EXERCISE:
One exact copy of the listing, minus the images, is the required answer.

============

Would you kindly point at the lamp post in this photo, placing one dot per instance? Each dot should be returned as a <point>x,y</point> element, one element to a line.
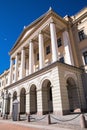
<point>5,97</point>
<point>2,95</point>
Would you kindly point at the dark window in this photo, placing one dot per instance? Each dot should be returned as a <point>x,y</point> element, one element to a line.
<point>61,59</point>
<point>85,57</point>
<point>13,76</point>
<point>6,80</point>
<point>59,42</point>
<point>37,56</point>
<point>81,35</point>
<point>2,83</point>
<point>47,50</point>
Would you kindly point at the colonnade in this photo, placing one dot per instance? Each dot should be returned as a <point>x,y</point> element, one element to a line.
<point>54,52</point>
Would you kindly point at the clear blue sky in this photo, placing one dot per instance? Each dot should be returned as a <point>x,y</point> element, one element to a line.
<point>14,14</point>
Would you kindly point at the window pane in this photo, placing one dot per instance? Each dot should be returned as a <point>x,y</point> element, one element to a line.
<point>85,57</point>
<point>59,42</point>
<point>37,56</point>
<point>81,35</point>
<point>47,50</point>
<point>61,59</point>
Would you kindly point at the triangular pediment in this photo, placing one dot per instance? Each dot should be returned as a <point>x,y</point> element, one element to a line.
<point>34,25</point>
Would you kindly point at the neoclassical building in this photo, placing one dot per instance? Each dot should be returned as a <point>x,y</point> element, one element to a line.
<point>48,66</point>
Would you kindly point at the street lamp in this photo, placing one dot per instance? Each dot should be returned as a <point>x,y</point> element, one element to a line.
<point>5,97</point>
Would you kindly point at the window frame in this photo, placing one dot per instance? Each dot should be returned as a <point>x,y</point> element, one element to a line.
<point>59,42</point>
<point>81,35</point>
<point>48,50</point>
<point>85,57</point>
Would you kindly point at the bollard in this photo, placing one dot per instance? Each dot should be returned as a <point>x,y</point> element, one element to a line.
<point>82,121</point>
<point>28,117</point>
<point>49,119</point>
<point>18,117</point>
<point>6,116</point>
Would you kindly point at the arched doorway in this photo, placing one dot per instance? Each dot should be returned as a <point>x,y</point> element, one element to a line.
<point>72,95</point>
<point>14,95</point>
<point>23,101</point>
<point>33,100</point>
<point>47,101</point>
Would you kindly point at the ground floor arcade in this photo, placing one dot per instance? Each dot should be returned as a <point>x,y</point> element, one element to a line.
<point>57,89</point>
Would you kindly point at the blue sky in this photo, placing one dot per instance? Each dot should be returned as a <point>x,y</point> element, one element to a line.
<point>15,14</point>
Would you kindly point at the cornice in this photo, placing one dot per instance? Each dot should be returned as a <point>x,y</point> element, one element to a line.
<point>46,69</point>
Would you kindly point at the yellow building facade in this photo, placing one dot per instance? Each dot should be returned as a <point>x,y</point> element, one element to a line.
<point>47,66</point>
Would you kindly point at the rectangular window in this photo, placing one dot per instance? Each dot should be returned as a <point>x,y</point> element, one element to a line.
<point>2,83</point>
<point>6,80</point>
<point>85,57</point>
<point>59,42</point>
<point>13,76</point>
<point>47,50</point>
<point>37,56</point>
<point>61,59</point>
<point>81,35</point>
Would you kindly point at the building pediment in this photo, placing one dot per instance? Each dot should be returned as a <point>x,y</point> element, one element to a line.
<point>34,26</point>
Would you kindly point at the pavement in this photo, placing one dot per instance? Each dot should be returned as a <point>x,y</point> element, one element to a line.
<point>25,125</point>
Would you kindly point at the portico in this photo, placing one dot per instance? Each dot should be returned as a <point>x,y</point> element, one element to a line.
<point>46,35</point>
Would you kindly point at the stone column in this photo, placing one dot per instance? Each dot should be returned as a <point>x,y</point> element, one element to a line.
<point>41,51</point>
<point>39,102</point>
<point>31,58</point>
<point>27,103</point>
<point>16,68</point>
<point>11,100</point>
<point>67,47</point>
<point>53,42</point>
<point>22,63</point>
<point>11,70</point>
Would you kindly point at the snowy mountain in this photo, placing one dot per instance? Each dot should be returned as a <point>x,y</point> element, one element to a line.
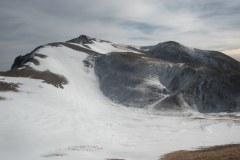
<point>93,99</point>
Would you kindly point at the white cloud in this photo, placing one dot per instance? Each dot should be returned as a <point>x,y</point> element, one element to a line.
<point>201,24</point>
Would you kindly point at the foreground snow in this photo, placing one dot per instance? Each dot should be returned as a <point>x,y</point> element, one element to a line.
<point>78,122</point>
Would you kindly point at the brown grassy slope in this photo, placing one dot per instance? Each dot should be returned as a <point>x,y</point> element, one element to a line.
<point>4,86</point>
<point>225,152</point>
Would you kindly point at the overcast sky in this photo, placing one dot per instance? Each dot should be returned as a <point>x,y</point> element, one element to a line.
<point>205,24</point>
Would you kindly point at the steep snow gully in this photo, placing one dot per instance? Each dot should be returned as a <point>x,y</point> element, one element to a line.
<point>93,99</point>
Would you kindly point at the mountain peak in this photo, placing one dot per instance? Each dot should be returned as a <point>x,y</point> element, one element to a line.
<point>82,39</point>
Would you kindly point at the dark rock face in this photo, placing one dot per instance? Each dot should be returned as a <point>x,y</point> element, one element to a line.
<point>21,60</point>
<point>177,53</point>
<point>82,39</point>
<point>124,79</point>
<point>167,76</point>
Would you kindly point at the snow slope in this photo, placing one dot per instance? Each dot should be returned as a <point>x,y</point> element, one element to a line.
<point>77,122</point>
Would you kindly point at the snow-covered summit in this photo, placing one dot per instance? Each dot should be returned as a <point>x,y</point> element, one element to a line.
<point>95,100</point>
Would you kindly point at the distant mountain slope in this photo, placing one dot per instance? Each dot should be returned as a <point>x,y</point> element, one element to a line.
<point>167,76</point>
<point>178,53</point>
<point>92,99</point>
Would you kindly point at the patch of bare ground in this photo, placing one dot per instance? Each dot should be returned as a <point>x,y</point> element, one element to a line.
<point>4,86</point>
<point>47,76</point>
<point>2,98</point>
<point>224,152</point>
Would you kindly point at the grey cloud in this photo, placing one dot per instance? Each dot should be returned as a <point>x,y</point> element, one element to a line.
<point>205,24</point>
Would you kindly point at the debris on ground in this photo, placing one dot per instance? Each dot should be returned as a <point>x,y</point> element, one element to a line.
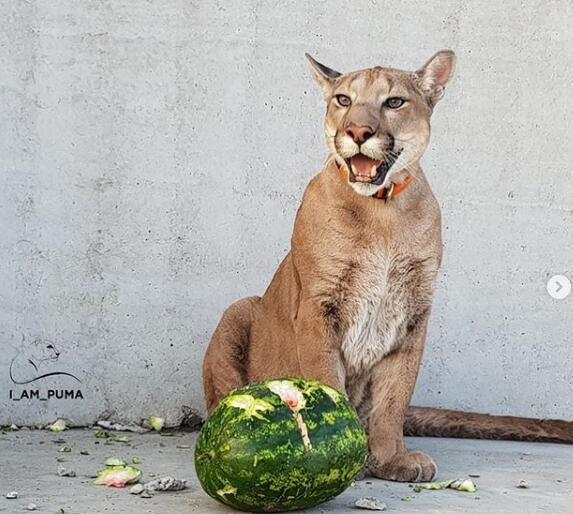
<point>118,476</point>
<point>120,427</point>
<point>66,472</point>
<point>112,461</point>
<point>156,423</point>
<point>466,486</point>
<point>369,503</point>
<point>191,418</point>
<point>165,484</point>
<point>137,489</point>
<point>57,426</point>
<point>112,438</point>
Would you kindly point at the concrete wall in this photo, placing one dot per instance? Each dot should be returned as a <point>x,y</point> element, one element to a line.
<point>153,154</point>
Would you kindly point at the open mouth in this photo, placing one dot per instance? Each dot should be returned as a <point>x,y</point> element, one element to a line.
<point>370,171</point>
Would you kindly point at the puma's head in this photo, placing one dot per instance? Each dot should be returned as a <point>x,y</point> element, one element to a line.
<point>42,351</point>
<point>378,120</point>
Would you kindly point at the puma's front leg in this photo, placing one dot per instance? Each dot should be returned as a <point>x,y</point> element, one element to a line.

============

WRITTEN RESPONSE:
Would you kindly point at the lamp post in this photo, placing one dot per instance? Each dot should be returned as a <point>x,y</point> element, one element to a line.
<point>5,97</point>
<point>2,95</point>
Would you kindly point at the dark window in this photo, placing one dot per instance? Each dot should be returned as a <point>x,y</point> element, one element to a line.
<point>61,59</point>
<point>85,57</point>
<point>13,76</point>
<point>6,80</point>
<point>59,42</point>
<point>37,56</point>
<point>81,35</point>
<point>2,83</point>
<point>47,50</point>
Would you kindly point at the colonnade in this photo, placing one dot per instance? Each dot should be returned as a <point>x,y</point> element, one element to a line.
<point>54,52</point>
Would you kindly point at the clear blue sky in this photo, placing one dot per instance? Each dot should be returned as a <point>x,y</point> element, one element to a line.
<point>14,14</point>
Would you kindly point at the window pane in this photo, placing one dot per instance? Each dot should be returned as a <point>x,y</point> element, one element to a line.
<point>85,57</point>
<point>59,42</point>
<point>37,56</point>
<point>81,35</point>
<point>47,50</point>
<point>61,59</point>
Would you kindly point at the triangular pediment in this photo, placing one dot per instance? Each dot should be returned as a <point>x,y</point> element, one element to a line.
<point>34,25</point>
Would you kindly point at the neoclassical building in this photo, placing one dot per instance? Each dot should be returned as a <point>x,y</point> element, one element to a line.
<point>48,66</point>
Would you kindly point at the street lamp in this photo, placing one dot per instance? Each dot should be returned as a <point>x,y</point> element, one element to a line.
<point>5,97</point>
Would you kindly point at the window frame in this photo, placing one dot per instance? Each dot should be returned as a <point>x,y</point> element, one element to a line.
<point>59,42</point>
<point>81,35</point>
<point>48,50</point>
<point>85,57</point>
Would you kindly point at the bollard in this photo, placing one dot per instance? Each dot should be returned as a <point>x,y</point> element, one element to a line.
<point>82,121</point>
<point>28,117</point>
<point>49,119</point>
<point>18,117</point>
<point>6,116</point>
Would you kindly point at the arched doorway in this photo, placing one dot per instance? Each dot should be returned as a <point>x,y</point> element, one element to a line.
<point>72,95</point>
<point>14,95</point>
<point>23,101</point>
<point>33,100</point>
<point>47,101</point>
Would you kindly point at the ground floor arcade in this photo, placing one dot per instance? Each dot should be returned as a <point>x,y</point> element, one element to a line.
<point>57,89</point>
Would you kindly point at the blue sky in this photo, placing one dot per instance? Each dot should be returned as a <point>x,y</point> element, one element to a line.
<point>15,14</point>
Would you kindly point at the cornice in this photo, placing one dot per instance? Each dot should be returned as a <point>x,y</point> element, one element to a line.
<point>46,69</point>
Would you kindly point at the yellow building facade in this photo, placing one dot per instance? Each dot should be returned as a <point>x,y</point> element, one element to a line.
<point>47,66</point>
Would you kindly point at the rectangular window in this photo, placing one dot per instance? Each dot should be returned as a <point>x,y</point> element, one element to a line.
<point>2,83</point>
<point>6,80</point>
<point>85,57</point>
<point>59,42</point>
<point>13,76</point>
<point>47,50</point>
<point>37,56</point>
<point>61,59</point>
<point>81,35</point>
Would you kindly point at the building pediment in this photo, placing one dot per instance? Each dot should be returned as a <point>x,y</point> element, one element to a line.
<point>34,26</point>
Would you kindly point at the pavement in this photo, placing one dot per instance? Each dot should be returned as a <point>x,y</point> element, one element to a line.
<point>25,125</point>
Would you kindly point at the portico in this photo, placing one dot per instance? Each dot should be returned as a <point>x,y</point> element, one element to a line.
<point>46,35</point>
Would you kindly point at the stone column in this photo, placing one dot per instance? Each dot should be returned as a <point>x,y</point> element, one element to a line.
<point>41,51</point>
<point>39,102</point>
<point>31,58</point>
<point>27,103</point>
<point>16,68</point>
<point>11,100</point>
<point>67,47</point>
<point>53,42</point>
<point>22,63</point>
<point>11,70</point>
Would you kindly point at the snowy mountain in this photo, placing one dot per instance? Each dot should be returned as a <point>x,y</point> element, one element to a line.
<point>93,99</point>
Would you kindly point at the white cloud in this photo, placing one dot per instance? Each dot should be returned as a <point>x,y</point> element, one element to a line.
<point>201,24</point>
Would you kindly point at the foreground snow in this photo, placing one dot per instance? Each dot should be returned as a <point>x,y</point> element, one element to a line.
<point>78,122</point>
Would you kindly point at the brown grassy slope in this photo, placing one dot per instance? Each dot should be returned as a <point>x,y</point> element, one element to a line.
<point>4,86</point>
<point>225,152</point>
Would you kindly point at the overcast sky in this photo, placing one dot per instance? Each dot should be returned as a <point>x,y</point> element, one element to a line.
<point>205,24</point>
Would you kindly point at the steep snow gully in this photo, placing one dot per instance? Each dot should be returned as a <point>x,y</point> element, one element to a line.
<point>93,99</point>
Would you kindly point at the mountain peak in this photo, placing one dot per instance? Each dot should be returned as a <point>x,y</point> element, one element to a line.
<point>82,39</point>
Would you kindly point at the dark rock face in this photo, placing one dot per instance? Each dot should be returned as a <point>x,y</point> element, one element to a line.
<point>21,60</point>
<point>177,53</point>
<point>82,39</point>
<point>124,79</point>
<point>167,76</point>
Would you kindly point at the snow slope in this photo, placing one dot per instance? Each dot should be returned as a <point>x,y</point> element, one element to a line.
<point>77,122</point>
Would you kindly point at the snow-covered summit in this photo, placing one dot per instance? Each dot should be returned as a <point>x,y</point> element, one element to a line.
<point>95,100</point>
Would you kindly point at the distant mountain slope in this photo, placing one dot per instance? Each dot should be returned as a <point>x,y</point> element, one element to a line.
<point>167,76</point>
<point>178,53</point>
<point>92,99</point>
Would you kindly point at the patch of bare ground in this photo, placing one dot per instance? Each dot should be returned as a <point>x,y</point> element, one element to a line.
<point>4,86</point>
<point>47,76</point>
<point>2,98</point>
<point>224,152</point>
Would you kindly point at the grey cloud in this photo, placing one dot per instance? Each dot should be returned as a <point>x,y</point> element, one element to a line.
<point>205,24</point>
Would you kindly point at the debris on ground in this photo, placing one dot per instance? Each dot should be returned as a <point>x,y</point> element, one element to a line.
<point>118,476</point>
<point>120,427</point>
<point>66,472</point>
<point>112,461</point>
<point>156,423</point>
<point>466,486</point>
<point>369,503</point>
<point>191,418</point>
<point>165,484</point>
<point>137,489</point>
<point>57,426</point>
<point>112,438</point>
Would you kindly point at the concrete wall in this photo, placing one dot per instance? Each dot should be returned as a <point>x,y</point> element, one element to a line.
<point>153,154</point>
Would you kindly point at the open mouth in this photo, placing one dot per instance? Each dot should be returned as a <point>x,y</point> element, one element to a line.
<point>370,171</point>
Would you kindly point at the puma's head in this photo, placing one dot per instance? Each dot should be returned as a <point>x,y</point> element, one element to a line.
<point>42,351</point>
<point>378,120</point>
Would you kindly point at the puma's front leg in this photo, placing one dot per instance? Each dot should be returned as a <point>x,y</point> element, one element to a line.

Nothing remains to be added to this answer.